→ **STATED GOAL**
Write out the material exactly, leaving every picture behind.

**** DATASET EXCERPTS ****

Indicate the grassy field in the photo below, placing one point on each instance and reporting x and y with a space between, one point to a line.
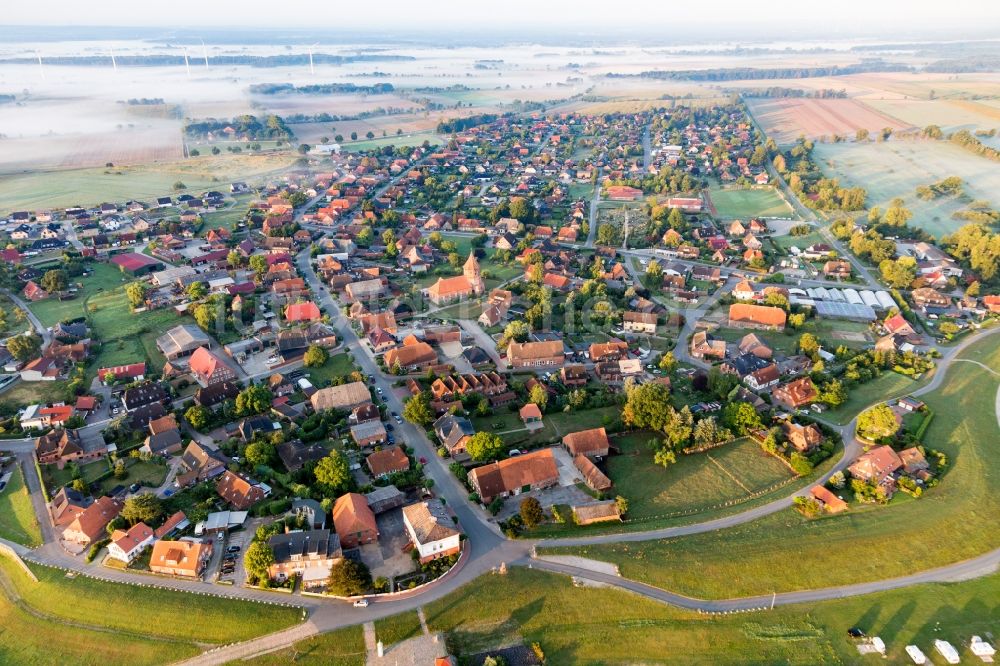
396 628
148 474
889 385
508 424
152 612
103 278
343 647
30 393
700 481
17 516
339 365
897 168
956 520
61 188
607 626
28 639
744 204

****

→ **THE SOLUTION**
Indicate the grassy field in the photo below, placing one point on each instance and reporting x and y with a space between, one point to a line.
396 628
148 474
889 385
508 424
152 612
103 278
343 647
30 393
700 481
17 516
339 365
897 168
956 520
61 188
607 626
28 639
744 204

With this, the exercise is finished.